Task requirements: Repeat the lines below, from the line containing "Q: Point out every instance of the rocky" through the line containing "x=434 y=179", with both of those lines included. Leave the pictures out of your answer.
BEGIN Input data
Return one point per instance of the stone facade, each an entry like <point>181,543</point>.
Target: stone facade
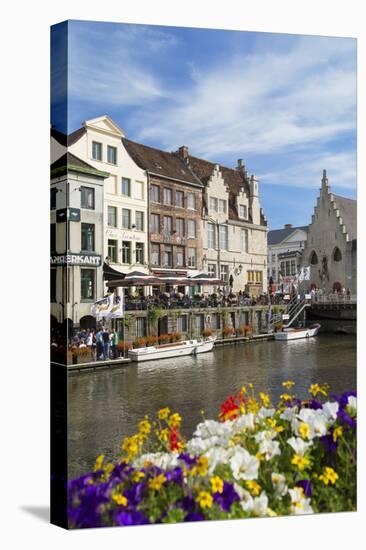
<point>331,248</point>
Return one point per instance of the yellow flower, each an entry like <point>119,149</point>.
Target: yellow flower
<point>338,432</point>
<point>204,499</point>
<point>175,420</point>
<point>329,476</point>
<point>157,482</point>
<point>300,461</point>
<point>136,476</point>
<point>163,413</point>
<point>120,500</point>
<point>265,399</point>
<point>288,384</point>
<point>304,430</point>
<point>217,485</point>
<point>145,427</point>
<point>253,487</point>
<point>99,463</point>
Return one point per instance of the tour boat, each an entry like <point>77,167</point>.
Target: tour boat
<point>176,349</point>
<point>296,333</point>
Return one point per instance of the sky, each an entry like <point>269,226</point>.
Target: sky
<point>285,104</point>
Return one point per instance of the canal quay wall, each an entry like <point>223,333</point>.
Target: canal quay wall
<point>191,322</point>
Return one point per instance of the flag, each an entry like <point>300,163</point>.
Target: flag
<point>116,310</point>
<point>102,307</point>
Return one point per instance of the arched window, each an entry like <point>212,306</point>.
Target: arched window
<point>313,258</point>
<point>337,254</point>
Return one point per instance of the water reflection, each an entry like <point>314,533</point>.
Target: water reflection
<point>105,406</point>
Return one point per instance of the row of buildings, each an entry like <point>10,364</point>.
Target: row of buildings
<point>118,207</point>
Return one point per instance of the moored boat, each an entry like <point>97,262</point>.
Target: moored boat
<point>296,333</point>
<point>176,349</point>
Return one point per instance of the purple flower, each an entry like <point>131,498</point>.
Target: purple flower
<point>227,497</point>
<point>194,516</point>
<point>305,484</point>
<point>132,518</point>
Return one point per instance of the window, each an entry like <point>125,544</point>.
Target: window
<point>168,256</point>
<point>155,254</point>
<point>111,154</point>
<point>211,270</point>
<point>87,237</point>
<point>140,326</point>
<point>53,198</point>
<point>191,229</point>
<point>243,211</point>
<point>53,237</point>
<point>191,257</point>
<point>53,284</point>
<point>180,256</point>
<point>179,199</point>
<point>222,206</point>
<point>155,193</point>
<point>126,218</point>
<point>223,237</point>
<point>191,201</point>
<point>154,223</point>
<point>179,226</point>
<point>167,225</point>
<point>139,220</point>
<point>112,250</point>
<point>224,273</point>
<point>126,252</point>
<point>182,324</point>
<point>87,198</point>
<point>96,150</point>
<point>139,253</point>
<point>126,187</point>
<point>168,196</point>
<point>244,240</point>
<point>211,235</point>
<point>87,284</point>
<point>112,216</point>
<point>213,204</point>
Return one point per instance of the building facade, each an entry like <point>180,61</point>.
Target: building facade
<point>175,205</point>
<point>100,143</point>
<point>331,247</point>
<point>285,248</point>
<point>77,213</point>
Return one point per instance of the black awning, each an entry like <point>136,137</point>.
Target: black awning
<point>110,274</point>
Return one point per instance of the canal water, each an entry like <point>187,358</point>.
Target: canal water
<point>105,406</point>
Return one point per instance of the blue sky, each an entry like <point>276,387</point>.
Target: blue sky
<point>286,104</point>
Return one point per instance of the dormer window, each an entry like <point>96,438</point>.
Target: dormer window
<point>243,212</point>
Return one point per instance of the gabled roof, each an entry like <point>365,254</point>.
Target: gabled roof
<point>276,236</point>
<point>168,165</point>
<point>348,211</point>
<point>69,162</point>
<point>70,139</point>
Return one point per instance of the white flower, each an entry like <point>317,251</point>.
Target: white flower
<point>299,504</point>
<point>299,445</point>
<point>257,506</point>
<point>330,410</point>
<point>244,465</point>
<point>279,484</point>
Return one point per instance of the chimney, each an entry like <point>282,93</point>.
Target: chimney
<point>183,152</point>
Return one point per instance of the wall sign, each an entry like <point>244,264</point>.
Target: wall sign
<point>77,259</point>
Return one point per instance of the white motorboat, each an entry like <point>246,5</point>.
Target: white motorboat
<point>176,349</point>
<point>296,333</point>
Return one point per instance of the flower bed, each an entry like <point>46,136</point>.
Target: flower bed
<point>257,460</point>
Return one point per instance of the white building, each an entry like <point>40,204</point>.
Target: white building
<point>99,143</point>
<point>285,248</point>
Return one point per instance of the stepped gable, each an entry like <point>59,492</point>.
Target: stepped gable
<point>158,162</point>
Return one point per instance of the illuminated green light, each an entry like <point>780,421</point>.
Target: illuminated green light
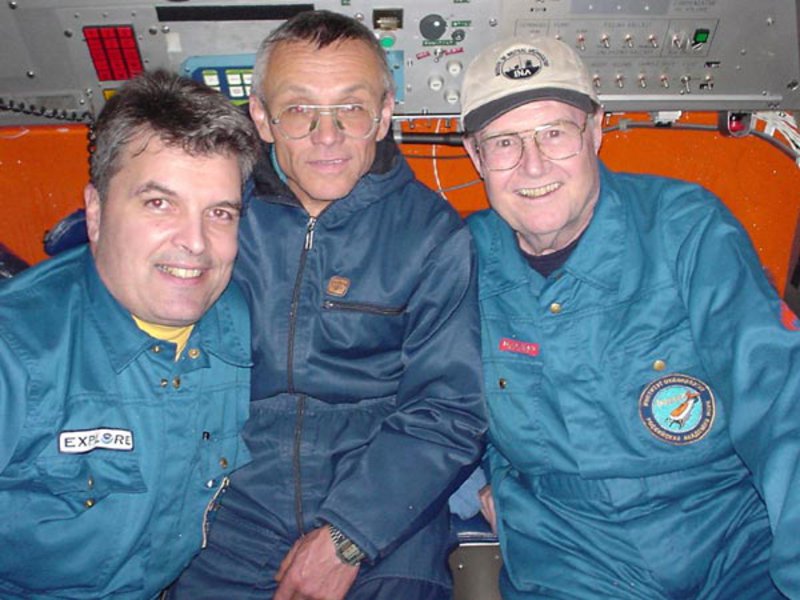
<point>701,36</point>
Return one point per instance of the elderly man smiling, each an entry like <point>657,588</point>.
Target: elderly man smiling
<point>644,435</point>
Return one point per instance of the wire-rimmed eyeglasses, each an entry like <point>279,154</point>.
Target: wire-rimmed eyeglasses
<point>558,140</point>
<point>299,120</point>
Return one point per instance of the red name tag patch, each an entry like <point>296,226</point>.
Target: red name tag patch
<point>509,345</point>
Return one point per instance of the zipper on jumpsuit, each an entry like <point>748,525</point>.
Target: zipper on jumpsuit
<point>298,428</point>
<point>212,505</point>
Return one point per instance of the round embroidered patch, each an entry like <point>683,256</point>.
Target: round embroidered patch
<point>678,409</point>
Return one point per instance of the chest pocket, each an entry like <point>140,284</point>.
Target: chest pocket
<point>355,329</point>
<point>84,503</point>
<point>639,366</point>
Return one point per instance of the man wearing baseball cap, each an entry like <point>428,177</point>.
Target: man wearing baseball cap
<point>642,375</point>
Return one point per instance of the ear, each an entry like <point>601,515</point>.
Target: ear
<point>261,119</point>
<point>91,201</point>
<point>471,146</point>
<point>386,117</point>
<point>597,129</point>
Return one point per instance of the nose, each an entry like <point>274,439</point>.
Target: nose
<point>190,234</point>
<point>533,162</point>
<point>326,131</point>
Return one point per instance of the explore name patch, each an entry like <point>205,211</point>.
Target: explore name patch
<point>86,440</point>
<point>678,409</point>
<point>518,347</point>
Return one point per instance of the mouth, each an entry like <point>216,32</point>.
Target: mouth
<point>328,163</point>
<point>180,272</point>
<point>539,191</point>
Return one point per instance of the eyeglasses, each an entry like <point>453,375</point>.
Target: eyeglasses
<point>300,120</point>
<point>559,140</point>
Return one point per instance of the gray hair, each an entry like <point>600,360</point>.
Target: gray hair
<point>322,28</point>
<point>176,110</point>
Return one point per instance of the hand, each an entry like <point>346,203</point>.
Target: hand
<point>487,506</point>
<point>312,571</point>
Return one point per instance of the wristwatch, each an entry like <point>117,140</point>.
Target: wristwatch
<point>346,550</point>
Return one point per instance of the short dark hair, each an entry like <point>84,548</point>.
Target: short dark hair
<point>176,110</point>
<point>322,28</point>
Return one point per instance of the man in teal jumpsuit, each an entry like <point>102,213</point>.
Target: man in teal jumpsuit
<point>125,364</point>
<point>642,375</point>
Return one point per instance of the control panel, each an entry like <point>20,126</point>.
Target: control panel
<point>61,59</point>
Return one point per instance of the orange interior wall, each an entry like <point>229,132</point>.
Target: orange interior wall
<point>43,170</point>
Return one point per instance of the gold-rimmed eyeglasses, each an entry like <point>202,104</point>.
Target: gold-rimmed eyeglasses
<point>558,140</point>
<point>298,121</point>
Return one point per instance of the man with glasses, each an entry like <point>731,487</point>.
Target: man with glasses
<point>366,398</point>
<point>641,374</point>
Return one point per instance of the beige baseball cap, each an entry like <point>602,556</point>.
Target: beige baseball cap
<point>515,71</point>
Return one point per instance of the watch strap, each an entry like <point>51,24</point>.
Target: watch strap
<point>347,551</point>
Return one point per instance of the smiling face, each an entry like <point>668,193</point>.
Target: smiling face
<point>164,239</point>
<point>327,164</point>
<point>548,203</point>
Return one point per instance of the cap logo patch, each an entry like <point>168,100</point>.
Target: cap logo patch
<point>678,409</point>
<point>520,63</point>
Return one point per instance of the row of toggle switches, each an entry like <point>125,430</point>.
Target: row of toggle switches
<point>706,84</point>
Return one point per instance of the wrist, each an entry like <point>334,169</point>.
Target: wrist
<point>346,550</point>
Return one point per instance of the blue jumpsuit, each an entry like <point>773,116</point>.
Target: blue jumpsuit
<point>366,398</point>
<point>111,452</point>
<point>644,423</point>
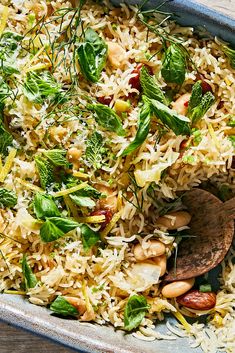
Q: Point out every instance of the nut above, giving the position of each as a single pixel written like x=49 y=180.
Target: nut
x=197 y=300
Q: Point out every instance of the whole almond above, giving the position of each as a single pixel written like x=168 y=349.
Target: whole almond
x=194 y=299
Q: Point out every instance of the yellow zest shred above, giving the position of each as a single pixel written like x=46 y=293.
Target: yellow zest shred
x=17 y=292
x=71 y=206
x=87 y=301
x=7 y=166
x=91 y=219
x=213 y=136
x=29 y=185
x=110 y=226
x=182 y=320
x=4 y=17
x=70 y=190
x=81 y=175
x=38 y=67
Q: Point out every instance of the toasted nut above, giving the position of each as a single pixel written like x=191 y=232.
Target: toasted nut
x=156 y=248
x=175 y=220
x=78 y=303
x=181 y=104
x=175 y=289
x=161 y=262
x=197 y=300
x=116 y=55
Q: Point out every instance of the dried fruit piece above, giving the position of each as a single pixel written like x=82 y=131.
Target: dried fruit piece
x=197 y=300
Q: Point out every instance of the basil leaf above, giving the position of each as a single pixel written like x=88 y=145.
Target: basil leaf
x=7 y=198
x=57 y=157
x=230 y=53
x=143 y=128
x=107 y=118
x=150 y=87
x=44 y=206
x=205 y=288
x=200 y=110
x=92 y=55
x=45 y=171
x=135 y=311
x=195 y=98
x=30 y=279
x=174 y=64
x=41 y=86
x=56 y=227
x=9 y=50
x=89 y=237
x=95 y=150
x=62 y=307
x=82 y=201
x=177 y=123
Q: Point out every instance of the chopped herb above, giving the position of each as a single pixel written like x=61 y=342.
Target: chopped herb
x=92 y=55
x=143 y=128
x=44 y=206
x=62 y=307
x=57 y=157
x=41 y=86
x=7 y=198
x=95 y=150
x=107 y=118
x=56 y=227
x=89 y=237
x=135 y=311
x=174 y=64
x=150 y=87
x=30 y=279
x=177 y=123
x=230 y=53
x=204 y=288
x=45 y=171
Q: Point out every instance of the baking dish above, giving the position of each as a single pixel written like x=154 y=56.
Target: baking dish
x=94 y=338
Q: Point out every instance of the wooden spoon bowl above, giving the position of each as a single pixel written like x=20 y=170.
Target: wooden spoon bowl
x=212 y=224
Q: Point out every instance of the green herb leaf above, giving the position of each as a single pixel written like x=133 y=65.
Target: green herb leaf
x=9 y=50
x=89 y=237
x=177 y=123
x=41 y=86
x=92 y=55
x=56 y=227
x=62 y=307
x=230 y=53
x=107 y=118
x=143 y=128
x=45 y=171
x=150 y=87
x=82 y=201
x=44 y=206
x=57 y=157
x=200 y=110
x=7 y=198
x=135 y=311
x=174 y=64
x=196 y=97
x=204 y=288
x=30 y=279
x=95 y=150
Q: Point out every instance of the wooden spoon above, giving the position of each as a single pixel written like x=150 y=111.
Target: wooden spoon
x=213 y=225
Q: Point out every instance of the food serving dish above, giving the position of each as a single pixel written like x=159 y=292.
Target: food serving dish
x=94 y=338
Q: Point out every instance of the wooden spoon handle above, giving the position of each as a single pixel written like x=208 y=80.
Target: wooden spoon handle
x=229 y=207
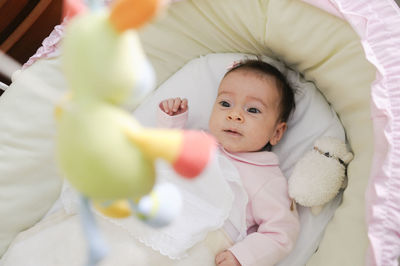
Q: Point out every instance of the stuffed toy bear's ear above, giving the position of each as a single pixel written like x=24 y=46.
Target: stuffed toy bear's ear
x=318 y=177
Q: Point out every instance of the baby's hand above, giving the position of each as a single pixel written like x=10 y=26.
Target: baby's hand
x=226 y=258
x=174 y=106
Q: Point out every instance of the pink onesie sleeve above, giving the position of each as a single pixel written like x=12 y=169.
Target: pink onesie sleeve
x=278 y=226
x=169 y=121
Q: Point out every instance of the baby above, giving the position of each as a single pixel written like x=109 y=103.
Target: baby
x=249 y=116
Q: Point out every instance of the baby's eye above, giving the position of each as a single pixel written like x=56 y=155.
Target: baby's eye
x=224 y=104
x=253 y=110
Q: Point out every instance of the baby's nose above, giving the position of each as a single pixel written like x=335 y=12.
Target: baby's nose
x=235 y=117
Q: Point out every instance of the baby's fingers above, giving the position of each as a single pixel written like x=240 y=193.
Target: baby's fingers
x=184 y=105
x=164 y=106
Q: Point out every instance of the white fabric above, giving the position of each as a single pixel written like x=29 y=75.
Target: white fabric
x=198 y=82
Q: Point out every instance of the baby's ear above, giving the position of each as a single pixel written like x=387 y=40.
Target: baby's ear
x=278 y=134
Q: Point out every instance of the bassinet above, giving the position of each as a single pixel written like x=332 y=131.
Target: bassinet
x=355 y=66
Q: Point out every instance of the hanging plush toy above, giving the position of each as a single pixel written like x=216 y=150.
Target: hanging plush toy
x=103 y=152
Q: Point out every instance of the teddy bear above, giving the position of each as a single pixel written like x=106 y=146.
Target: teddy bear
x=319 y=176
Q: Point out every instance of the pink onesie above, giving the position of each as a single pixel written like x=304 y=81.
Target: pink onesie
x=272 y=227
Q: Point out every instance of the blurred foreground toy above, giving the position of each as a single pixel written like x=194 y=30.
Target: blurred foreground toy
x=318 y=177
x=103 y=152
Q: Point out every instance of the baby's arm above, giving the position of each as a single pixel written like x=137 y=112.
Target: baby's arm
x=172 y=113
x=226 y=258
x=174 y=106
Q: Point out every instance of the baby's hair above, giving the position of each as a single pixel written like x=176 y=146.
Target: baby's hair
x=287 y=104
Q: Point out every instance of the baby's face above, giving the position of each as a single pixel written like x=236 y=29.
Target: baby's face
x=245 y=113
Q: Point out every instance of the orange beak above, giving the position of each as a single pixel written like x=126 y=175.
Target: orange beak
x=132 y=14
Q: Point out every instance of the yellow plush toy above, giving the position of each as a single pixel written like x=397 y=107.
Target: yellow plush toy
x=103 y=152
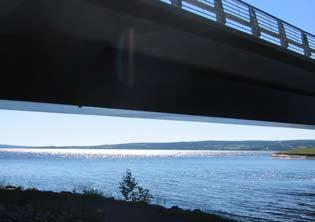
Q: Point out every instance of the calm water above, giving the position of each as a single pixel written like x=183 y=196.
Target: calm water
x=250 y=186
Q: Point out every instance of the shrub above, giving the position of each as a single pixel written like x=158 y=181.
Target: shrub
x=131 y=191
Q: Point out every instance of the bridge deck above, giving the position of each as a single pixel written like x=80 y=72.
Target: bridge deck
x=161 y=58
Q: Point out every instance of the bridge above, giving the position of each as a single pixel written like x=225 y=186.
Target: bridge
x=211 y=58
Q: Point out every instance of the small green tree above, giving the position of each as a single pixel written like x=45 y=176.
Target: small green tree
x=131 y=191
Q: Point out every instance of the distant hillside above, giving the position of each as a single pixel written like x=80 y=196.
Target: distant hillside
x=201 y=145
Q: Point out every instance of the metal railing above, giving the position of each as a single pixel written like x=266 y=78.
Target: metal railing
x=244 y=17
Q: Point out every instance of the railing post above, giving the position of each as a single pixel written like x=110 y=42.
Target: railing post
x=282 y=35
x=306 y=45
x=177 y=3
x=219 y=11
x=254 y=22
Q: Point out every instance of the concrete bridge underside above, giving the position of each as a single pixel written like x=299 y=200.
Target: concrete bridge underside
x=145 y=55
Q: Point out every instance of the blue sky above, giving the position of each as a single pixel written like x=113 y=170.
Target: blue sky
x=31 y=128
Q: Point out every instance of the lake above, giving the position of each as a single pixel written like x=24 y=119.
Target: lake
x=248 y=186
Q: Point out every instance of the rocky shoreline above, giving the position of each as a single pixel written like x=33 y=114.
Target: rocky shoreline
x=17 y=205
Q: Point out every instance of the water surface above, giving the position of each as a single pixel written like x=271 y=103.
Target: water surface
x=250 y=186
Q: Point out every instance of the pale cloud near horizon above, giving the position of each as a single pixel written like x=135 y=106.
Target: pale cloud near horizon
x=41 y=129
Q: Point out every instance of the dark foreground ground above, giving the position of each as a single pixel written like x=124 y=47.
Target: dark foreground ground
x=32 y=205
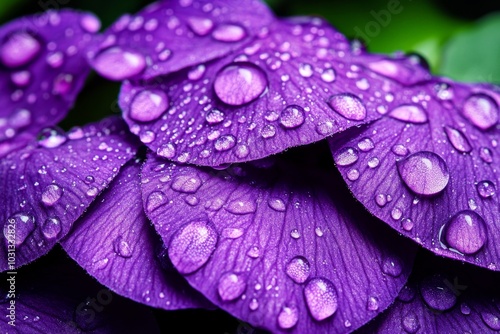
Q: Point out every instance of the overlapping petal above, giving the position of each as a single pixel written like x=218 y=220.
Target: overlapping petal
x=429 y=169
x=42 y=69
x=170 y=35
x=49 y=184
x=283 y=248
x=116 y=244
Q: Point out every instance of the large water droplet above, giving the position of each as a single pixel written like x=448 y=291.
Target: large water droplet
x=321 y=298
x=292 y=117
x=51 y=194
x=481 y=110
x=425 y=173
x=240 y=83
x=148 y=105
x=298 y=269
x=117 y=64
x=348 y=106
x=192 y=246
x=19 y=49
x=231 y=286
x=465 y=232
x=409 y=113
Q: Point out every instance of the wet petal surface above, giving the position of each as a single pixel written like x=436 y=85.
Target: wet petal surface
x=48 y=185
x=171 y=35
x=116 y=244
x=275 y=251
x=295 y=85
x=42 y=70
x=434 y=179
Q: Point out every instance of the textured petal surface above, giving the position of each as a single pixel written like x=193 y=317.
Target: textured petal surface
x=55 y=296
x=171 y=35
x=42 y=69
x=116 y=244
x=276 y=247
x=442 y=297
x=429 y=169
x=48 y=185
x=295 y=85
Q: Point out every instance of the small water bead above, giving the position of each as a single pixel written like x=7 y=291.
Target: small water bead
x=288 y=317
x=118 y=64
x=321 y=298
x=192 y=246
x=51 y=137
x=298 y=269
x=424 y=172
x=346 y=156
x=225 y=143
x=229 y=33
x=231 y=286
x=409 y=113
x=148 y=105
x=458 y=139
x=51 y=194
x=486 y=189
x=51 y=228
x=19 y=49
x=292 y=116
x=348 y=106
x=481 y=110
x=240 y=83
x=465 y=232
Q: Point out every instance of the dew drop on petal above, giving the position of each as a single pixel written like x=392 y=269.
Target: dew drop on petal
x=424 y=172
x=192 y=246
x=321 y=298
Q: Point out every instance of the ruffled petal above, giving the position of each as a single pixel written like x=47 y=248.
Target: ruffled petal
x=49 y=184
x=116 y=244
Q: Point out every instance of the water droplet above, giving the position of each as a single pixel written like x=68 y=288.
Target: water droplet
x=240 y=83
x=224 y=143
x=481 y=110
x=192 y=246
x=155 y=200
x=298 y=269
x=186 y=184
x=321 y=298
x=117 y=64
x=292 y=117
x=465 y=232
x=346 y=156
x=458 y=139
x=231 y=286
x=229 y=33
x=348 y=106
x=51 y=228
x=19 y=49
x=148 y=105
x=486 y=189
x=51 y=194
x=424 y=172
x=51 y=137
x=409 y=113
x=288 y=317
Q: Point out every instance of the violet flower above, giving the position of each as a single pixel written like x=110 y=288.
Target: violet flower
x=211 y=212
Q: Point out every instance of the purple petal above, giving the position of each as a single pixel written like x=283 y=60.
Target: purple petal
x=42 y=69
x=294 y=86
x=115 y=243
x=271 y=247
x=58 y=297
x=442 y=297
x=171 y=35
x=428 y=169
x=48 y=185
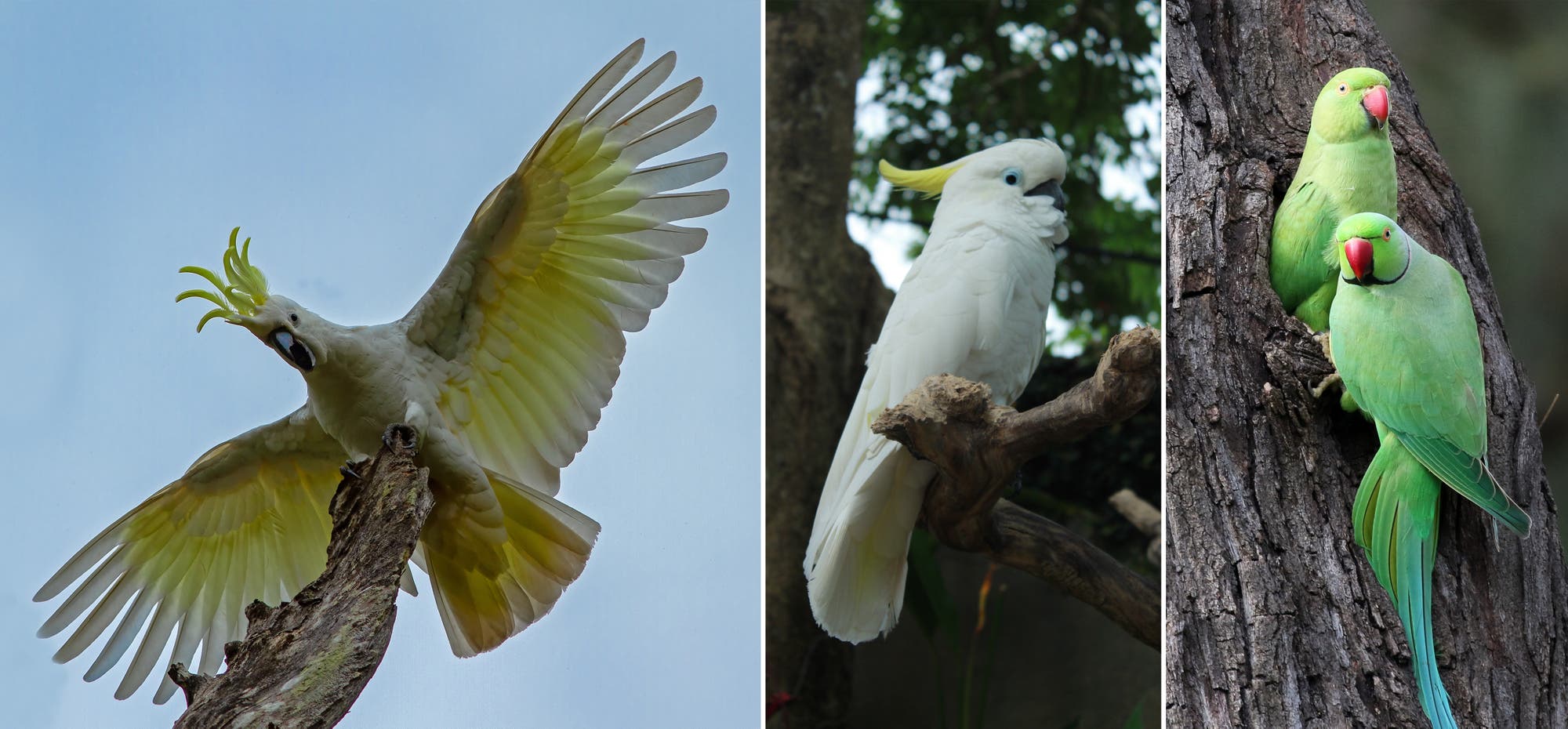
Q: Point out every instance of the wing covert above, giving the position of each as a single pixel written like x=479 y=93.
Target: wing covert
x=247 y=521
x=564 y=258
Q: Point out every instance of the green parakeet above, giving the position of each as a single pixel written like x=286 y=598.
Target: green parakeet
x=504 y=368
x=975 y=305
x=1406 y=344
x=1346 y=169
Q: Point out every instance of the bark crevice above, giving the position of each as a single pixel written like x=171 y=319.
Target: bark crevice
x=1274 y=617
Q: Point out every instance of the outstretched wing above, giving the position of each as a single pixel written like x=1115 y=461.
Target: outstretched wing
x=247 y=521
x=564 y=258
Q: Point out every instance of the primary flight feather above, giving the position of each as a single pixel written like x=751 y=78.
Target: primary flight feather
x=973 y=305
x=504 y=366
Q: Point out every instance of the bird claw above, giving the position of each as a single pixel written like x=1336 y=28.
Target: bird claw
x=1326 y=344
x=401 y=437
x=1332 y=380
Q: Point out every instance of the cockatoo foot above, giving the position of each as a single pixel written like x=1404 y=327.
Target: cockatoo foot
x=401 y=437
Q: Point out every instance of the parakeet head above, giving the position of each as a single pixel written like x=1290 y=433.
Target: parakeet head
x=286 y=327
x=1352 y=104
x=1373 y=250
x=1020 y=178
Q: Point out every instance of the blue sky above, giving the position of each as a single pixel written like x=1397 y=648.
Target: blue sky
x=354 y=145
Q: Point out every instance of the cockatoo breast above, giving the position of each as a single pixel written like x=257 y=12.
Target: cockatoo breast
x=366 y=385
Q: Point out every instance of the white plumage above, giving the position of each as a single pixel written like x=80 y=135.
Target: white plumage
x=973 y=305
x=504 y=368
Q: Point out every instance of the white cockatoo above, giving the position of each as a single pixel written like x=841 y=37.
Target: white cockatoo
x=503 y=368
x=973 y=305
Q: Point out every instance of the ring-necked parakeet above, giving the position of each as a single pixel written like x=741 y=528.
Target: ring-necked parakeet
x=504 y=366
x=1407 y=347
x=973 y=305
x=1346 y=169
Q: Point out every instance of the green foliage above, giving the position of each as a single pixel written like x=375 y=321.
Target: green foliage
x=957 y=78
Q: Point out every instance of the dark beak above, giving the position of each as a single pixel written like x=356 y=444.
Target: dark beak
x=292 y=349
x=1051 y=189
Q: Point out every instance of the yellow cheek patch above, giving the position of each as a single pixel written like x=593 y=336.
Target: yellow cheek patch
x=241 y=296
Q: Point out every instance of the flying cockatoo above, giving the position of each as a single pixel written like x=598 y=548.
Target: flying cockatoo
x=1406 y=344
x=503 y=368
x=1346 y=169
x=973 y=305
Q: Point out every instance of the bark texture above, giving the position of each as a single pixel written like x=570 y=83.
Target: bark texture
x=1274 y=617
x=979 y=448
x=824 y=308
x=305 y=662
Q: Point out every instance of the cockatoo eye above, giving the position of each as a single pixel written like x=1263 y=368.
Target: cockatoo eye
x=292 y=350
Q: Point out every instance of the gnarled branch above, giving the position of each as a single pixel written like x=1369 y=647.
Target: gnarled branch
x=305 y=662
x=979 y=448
END Input data
Complete output:
Q: Point out every instance of the rocky shoreline above, giving the position of each as a single pixel written like x=33 y=114.
Target: rocky shoreline
x=17 y=205
Q: Point out every instance of the water surface above, giving the position of each as a single pixel written like x=271 y=103.
Target: water surface
x=250 y=186
Q: Point out every instance of the pale cloud near horizon above, giving the position of each as a single pixel written like x=135 y=106.
Target: pale cloud near horizon
x=41 y=129
Q: Point out every instance of the dark foreground ground above, giving the position of each as a single pixel written like x=124 y=47.
Target: dark foreground ground
x=32 y=205
Q: Point out every instance of the overlapping petal above, giving the position of each as a single pixel written like x=218 y=220.
Target: overlapping petal
x=429 y=169
x=42 y=69
x=170 y=35
x=49 y=184
x=283 y=248
x=116 y=244
Q: Point out every instance of the large water droplet above, giving the position of each as a single pixel written like x=448 y=291.
Target: large water droplet
x=321 y=298
x=292 y=117
x=51 y=194
x=481 y=110
x=425 y=173
x=240 y=83
x=148 y=105
x=298 y=269
x=117 y=64
x=348 y=106
x=192 y=246
x=19 y=49
x=231 y=286
x=465 y=232
x=409 y=113
Q: Point out every instance of the wet petal surface above, giving the position of each as a single pixel written like x=436 y=85.
Target: wet petal surface
x=48 y=185
x=171 y=35
x=116 y=244
x=275 y=251
x=295 y=85
x=42 y=70
x=434 y=179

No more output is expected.